** START OF SELECTED EXTRACT **

Norway leads the world in terms of electric vehicle (EV) uptake, with more than 50 percent of vehicles sold there during 2020 running only on battery power.
The Scandinavian nation has become an example to the rest of the world on how subsidies and other incentives can expedite the uptake of EVs. And while the Norwegian Government deserves credit for its forward-thinking EV policy, it wouldn’t be so far down the track if not for one of the country's biggest exports – pop band A-ha.
In 1989 two of the trio, lead-singer Morten Harket and Magne ‘Mags’ Furuholmen, were in Switzerland with Norwegian environmentalist and co-founder of environmental group Bellona, Frederic Hauge (below), for an electric vehicle conference and came across a Fiat Panda that had been privately converted to run on batteries.
They purchased the car and took it home and, despite having a range of just 45km and being able to seat just two people, they famously drove it around Oslo and stubbornly refused to pay road tolls and ignored all the subsequent fines.
Their actions have become folklore and have been credited with leading the government to abolish road tolls for electric vehicles, two of the key incentives that resulted in Norway's EV revolution.
But Oslo-based senior scientist at the Center for International Climate Research (CICERO) Robbie Andrew reckons A-ha, Hauge and their Fiat Panda actually did a lot more to make EVs an affordable option for the average motorist in a country where high taxes made buying conventional cars almost prohibitive.
In an entertaining Twitter thread at the weekend, Andrew [@robbie_andrew] said A-ha "was critical in the introduction of electric car incentives in Norway" beyond the scrapping of road tolls.

** END OF SELECTED EXTRACT **
** START OF DATA ROWS **

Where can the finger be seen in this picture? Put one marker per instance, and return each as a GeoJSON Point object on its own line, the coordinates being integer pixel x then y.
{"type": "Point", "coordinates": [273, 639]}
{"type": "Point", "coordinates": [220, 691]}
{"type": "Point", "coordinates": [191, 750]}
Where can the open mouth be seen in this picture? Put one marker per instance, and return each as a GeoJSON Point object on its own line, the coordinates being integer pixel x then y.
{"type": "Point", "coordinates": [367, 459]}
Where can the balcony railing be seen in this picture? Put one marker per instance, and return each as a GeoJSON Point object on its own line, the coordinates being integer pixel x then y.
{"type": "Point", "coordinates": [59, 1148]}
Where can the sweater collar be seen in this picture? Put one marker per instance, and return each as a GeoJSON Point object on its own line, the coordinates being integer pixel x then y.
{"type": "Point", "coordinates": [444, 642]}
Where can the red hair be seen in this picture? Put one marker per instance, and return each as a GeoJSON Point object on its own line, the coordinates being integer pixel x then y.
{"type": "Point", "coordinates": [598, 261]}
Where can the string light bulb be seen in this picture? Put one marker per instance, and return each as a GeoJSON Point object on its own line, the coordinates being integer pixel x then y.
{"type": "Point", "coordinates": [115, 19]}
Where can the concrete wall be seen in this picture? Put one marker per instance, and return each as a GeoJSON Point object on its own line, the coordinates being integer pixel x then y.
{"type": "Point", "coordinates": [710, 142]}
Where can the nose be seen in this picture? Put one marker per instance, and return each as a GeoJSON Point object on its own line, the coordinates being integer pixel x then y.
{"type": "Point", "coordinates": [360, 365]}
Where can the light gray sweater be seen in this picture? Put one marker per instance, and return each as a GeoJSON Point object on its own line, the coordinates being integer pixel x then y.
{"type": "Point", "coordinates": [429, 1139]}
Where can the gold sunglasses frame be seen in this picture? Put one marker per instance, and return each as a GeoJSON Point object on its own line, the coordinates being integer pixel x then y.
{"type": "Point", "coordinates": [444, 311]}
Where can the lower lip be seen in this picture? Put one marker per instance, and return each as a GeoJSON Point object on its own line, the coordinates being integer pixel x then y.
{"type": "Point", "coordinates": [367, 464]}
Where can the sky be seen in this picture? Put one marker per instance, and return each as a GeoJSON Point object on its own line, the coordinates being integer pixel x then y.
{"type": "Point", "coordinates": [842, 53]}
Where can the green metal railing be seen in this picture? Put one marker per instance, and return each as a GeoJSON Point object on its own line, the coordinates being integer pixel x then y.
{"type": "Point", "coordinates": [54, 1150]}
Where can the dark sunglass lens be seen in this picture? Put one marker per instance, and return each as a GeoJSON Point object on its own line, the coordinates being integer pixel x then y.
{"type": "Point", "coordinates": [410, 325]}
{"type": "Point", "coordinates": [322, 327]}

** END OF DATA ROWS **

**WHAT IS BEING ASKED**
Write the next part of the article about A-ha and Norway's electric car incentives, picking up after its final sentence.

**EXERCISE RESPONSE**
In 1989, two members of the group, Morten Harket and Magne Furuholmen were in Switzerland with environmentalist Frederic Hauge, when they came across a hobby-converted Fiat Panda. Stated range: 45 km. They snapped it up and imported it to Norway.— Robbie Andrew (@robbie_andrew) January 9, 2021
Photo: In Switzerland (Bellona) pic.twitter.com/Fqu0HibJ8s
“On arrival in Norway, the regs didn't accommodate the registration of electric cars, so it couldn't legally be driven on the road. Since it had a propane-fuelled heater, just like a motor home, they registered it as a motor home,” Andrew tweeted.
“Moreover, in contrast to petrol cars, diesel cars paid registration fees based on how far they were driven, and our heroes thought this should also apply to electric cars. So the two-seater Swiss-converted Fiat Panda was registered as a diesel motor home in Norway.”
It should be pointed out it was Hauge’s organisation Bellona that did all the work in getting around the regulations being clarified, making it easier for those who would later register electric cars.
That was in 1990 and ever since electric vehicles have been exempted from Norway’s substantial registration transfer fee which for new cars ranges from 4332 Krone (AU$660) for vehicles weighing up to 1200kg, to 6595 Krone, or just over AU$1000 for heavier cars, which includes most hatchbacks.
Andrew’s tweets also added more details about how A-ha and Bellona led to road tolls being abolished for EVs, tweeting: “They were unhappy with "disincentives" to owning an electric car, including road tolls. So they drove repeatedly through toll stations without paying. Every time, they received a fine, which they didn't pay. According to the rules, the car was then confiscated.
A Tesla Model X drives across Norway on a toll road - after 20 years of free access, EVs now pay 50 percent of the toll charged to ICE vehicles.
“When confiscated, the car was auctioned, but since no-one else wanted to buy the car, only our heroes were at the auction to buy it back again. They drove without paying tolls, car confiscated again, car auctioned again, bought back again... and this went on, and on, and on.
“The fine was 300 Norwegian Krone (AU$45) each time, and they bought the car back each time for 200 Norwegian Krone (AU$30)."
Because of A-ha’s involvement, this attracted plenty of media attention and in 1996 the government of the time caved and allowed the few electric vehicles in Norway to travel for free on the country’s toll-road and ferry network. The ruling became effective in 1997 and lasted until 2017, with EVs now attracting 50 percent of the full fee.
As Andrew pointed out, the government didn’t think that, with just a handful of electric vehicles on the roads, the decision was going to break the bank.
“These early efforts were important in the long process (starting with the oil crises in the 1970s) of developing interest in electric cars in Norway, from a few individuals through to 2020's extraordinary record 54 percent of all new cars sold being battery-electric,” he added with the chart shown below.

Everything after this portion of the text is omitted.